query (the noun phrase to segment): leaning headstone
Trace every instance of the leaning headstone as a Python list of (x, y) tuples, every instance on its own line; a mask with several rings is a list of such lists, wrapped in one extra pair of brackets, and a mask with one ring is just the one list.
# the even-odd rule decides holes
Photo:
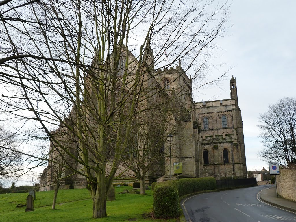
[(34, 200), (33, 196), (29, 194), (27, 197), (27, 208), (26, 208), (26, 212), (27, 211), (33, 211)]
[(109, 189), (107, 194), (107, 200), (115, 200), (115, 189), (113, 186), (111, 186)]
[(140, 191), (139, 191), (139, 189), (138, 189), (138, 190), (133, 189), (130, 191), (129, 193), (132, 194), (140, 194)]
[(128, 190), (127, 189), (126, 190), (124, 190), (123, 191), (121, 192), (122, 194), (128, 194)]
[(29, 192), (29, 194), (32, 195), (32, 197), (34, 198), (34, 200), (36, 199), (35, 194), (35, 191), (34, 190), (30, 190), (30, 191)]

### Written instruction
Please arrange the material as a Markdown table with the columns n and Line, one row per line, starting at the first line and ending at the line that contains "211), (33, 211)]", with both of those lines included. Leave out blank lines and the pictures.

### Solution for this exercise
| n | Line |
|---|---|
| 1 | query (the noun phrase to segment): leaning headstone |
| 2 | Trace every instance of the leaning headstone as a Python list of (x, y) tuples, every instance on its own line; a mask with several rings is a list of such lists, wrapped in one extra pair of brackets, and a mask with one ring is just the one list. |
| 3 | # the even-odd rule decides holes |
| 4 | Photo: |
| 5 | [(34, 200), (33, 196), (29, 194), (27, 197), (27, 208), (26, 208), (26, 212), (27, 211), (33, 211)] |